• WHAT THE TASK ASKS: Please render the items from the line containing "like x=15, y=14." up to and including the line containing "x=539, y=273" as a two-column CSV with the headers text and answer. Give one row per item, put each field in double quotes, and replace line breaks with spaces.

• STORED ROWS:
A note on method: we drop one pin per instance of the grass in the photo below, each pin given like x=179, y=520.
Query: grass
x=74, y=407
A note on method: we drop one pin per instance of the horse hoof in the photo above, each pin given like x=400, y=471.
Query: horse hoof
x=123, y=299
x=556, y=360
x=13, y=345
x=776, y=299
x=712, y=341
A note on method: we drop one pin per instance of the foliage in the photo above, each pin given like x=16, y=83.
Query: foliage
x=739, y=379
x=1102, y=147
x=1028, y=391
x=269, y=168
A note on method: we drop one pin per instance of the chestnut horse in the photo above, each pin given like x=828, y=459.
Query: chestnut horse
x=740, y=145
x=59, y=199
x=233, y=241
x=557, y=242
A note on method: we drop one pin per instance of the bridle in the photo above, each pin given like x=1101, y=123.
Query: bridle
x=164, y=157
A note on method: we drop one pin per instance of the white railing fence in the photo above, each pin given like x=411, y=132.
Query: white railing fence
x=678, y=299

==

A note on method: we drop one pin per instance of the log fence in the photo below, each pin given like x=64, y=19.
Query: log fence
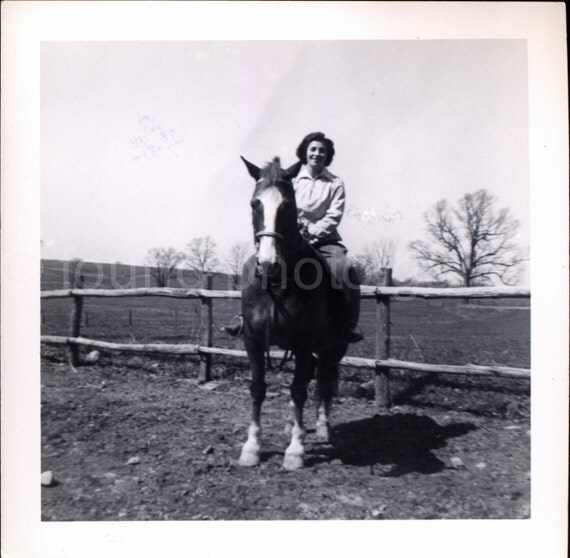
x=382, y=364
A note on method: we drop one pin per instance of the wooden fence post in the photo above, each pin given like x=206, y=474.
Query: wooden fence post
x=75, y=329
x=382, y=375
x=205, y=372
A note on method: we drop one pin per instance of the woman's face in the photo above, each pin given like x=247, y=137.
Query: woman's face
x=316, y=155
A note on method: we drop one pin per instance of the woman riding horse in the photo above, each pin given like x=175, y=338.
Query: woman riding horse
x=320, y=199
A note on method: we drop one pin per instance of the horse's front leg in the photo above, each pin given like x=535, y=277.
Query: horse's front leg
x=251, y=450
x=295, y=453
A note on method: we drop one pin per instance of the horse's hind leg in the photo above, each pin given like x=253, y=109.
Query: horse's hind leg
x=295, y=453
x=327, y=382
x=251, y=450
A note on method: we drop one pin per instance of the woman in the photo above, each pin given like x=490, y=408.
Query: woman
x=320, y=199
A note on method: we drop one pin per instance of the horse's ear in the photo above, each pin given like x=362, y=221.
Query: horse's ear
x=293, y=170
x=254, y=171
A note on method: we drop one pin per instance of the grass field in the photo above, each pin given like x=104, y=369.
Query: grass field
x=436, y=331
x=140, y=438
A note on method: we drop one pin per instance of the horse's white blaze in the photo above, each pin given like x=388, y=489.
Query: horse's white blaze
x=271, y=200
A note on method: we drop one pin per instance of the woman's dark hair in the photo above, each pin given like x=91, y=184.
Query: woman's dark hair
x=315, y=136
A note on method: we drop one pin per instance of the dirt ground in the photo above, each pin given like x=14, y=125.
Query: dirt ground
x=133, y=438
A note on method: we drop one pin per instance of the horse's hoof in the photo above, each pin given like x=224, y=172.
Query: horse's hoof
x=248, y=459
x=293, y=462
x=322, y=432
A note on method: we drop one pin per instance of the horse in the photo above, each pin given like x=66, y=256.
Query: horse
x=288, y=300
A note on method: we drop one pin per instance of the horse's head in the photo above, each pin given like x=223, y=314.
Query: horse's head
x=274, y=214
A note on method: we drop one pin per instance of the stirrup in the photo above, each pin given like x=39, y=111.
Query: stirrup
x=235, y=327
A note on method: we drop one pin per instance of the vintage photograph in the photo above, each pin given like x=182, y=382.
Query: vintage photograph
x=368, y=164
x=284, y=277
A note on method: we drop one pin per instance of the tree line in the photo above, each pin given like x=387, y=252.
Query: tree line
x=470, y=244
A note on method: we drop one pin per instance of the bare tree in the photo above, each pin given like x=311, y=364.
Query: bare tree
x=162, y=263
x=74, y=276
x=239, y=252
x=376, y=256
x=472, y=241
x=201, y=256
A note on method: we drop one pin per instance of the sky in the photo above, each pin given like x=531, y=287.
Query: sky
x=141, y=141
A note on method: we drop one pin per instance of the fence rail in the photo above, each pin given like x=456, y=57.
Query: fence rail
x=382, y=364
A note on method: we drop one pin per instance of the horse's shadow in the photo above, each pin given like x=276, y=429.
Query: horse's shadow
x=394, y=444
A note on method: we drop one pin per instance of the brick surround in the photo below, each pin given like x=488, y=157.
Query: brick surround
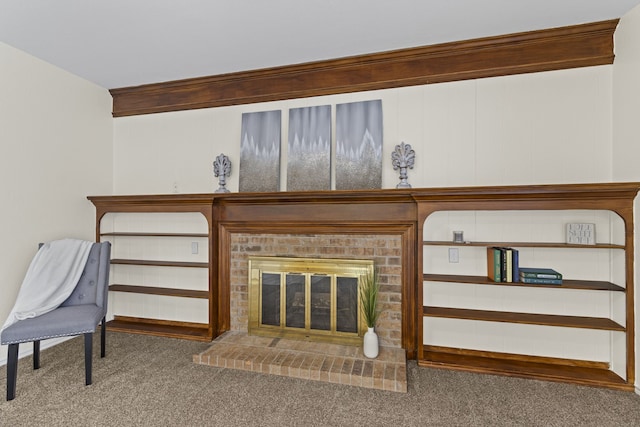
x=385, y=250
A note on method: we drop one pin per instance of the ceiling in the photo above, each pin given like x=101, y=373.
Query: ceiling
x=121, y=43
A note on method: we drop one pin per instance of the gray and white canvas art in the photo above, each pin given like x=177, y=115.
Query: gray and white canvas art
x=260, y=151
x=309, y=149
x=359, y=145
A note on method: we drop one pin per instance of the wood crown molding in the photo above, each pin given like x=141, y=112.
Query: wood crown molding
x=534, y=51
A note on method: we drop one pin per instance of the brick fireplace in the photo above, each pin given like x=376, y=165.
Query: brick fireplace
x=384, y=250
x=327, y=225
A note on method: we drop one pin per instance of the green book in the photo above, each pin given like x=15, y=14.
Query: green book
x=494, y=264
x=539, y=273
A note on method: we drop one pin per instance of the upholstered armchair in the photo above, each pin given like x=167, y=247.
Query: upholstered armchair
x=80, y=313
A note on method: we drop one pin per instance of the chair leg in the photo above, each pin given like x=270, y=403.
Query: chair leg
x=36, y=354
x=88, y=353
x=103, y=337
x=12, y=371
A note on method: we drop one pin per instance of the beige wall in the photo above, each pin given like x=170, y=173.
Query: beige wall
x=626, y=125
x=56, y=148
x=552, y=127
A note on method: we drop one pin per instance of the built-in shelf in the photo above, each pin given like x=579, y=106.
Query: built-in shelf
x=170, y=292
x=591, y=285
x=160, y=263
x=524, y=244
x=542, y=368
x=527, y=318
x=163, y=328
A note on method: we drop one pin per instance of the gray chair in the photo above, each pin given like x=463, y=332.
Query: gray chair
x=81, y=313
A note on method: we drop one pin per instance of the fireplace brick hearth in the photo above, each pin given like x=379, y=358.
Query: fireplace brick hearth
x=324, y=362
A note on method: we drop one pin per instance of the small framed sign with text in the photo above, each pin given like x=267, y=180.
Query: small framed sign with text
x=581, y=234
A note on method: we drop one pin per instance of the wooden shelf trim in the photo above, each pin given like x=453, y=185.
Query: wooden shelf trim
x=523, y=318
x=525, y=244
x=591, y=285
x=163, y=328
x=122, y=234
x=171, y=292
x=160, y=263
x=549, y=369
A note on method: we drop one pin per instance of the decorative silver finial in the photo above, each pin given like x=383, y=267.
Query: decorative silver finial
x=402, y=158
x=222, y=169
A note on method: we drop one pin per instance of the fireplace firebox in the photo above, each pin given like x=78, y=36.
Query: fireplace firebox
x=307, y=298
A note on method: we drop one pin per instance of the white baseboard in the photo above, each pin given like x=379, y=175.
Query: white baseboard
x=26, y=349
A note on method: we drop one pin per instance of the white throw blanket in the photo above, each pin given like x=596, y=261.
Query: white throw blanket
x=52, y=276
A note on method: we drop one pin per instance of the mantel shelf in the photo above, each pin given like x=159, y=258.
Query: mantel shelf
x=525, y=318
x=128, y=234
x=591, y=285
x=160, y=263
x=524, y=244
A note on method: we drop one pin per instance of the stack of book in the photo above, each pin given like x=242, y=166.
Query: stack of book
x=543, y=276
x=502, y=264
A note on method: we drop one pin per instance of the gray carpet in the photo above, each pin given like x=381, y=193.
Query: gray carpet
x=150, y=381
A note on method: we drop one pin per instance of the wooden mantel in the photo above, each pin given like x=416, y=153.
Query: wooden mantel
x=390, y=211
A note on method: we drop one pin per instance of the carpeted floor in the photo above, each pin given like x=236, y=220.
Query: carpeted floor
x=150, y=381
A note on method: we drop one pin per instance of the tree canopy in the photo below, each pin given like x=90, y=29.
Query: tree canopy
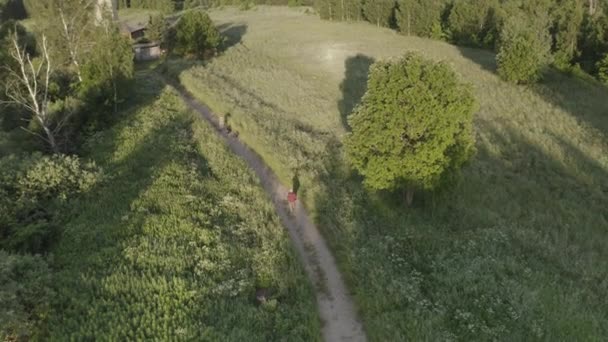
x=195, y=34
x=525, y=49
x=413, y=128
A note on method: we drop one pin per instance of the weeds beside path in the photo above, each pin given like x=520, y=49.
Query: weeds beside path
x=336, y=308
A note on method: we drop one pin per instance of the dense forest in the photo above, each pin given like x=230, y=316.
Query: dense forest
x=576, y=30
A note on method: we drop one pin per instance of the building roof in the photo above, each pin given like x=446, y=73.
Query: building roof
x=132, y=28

• TASK OUTPUT:
text,answer
"A note on method: we drop one pin per instance of the green book in the photo above, each pin given like x=15, y=14. Query: green book","x=494, y=264 x=539, y=273"